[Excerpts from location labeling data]
== == ==

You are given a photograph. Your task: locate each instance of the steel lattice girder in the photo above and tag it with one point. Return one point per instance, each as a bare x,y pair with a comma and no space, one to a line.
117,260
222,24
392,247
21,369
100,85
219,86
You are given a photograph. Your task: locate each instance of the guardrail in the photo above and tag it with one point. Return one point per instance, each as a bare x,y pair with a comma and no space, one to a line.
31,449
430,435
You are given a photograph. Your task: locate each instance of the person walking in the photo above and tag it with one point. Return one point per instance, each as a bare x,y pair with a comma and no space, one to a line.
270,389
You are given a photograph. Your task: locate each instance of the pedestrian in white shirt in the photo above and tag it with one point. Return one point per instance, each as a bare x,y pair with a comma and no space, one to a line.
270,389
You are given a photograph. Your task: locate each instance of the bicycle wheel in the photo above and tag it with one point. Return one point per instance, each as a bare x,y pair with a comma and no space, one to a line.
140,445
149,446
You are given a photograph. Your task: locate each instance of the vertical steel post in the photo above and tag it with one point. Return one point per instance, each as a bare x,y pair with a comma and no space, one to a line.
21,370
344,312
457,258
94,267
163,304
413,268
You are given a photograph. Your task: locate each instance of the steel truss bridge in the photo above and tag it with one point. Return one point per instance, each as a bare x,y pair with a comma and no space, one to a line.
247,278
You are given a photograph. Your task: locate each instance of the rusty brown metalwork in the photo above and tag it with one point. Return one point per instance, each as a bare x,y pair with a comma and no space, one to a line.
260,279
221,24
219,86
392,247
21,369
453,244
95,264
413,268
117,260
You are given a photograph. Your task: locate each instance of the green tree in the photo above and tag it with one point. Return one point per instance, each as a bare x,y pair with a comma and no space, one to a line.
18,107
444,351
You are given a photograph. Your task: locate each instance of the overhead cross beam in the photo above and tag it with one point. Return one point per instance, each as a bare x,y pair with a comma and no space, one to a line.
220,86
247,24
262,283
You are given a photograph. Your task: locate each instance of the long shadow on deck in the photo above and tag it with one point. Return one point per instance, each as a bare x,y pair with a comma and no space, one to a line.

== == ==

What the task asks:
Convert all the rows above into a Markdown table with the columns No. and Line, giving each non-blank line its own number and skipping blank lines.

Finished answer:
| No. | Line |
|---|---|
| 1 | You are given a photograph. Your task: locate each instance of the steel lattice girder in the photo above and tag it with one point. Return one point per instance, each as a bare x,y pair with a comma and no space, one to a line. |
| 2 | 117,260 |
| 3 | 222,24 |
| 4 | 392,247 |
| 5 | 21,369 |
| 6 | 100,85 |
| 7 | 219,86 |
| 8 | You are given a photograph. Your task: locate each instance of the guardrail in the photo above and tag it with one point. Return one point per instance, each as a bare x,y pair with a comma and no space, one to a line. |
| 9 | 31,449 |
| 10 | 430,435 |
| 11 | You are given a photograph. Your task: locate each instance of the person walking in the photo above and tag it with one point. Return one point per instance, each as a bare x,y pair with a comma and no space, one to a line. |
| 12 | 270,389 |
| 13 | You are given a photograph. Your task: locate each instance of the pedestrian in white shirt in the photo above and tag it with one point. Return one point per instance, each as a bare x,y pair with a comma and no space, one to a line. |
| 14 | 270,389 |
| 15 | You are given a photograph. Your task: locate each instance of the bicycle wheel in the photo above and tag it with one point. Return one point per instance, each as a bare x,y pair with a comma and no space, one to a line. |
| 16 | 140,445 |
| 17 | 149,446 |
| 18 | You are given a photograph. Your task: locate each instance of the vertical steel post in the photo above and tag it with one point. Return one point per instance, each as a bare x,y pair with a comma and no space, one to a line. |
| 19 | 21,370 |
| 20 | 344,312 |
| 21 | 457,258 |
| 22 | 94,267 |
| 23 | 163,304 |
| 24 | 413,268 |
| 25 | You are given a photograph. Your task: locate each instance of the steel truss bridge in the photo above and tag it with one point. Return one point per instance, each as a bare x,y pair with a comma and no space, one to a line. |
| 26 | 247,278 |
| 27 | You are given a photograph. Your task: locate each instance of the rusty brown metalwork in the photo above and tag it with one point. Return one point per instance, each as a bare x,y pair with a comma and no space, one to a line. |
| 28 | 260,279 |
| 29 | 221,24 |
| 30 | 219,86 |
| 31 | 392,247 |
| 32 | 21,369 |
| 33 | 453,244 |
| 34 | 95,264 |
| 35 | 413,268 |
| 36 | 117,260 |
| 37 | You are given a photograph. Your task: locate each instance of the green tree in the photo above and tag it with one point. Return one point per instance, each as a bare x,y pair with a comma and no space, one to a line. |
| 38 | 18,107 |
| 39 | 444,351 |
| 40 | You are given a photograph. Your task: locate each instance of the overhead cross beam in the photo above and tag it with one point. Return one point per instance, each as a bare x,y pair with a comma and no space, one to a line. |
| 41 | 220,86 |
| 42 | 247,24 |
| 43 | 262,283 |
| 44 | You are given a photograph. Your task: locate each instance of the long shadow on deck in the photo above and tag it with one point. Return one point per instance, each as a bare x,y pair with a comma and no space, one to a line. |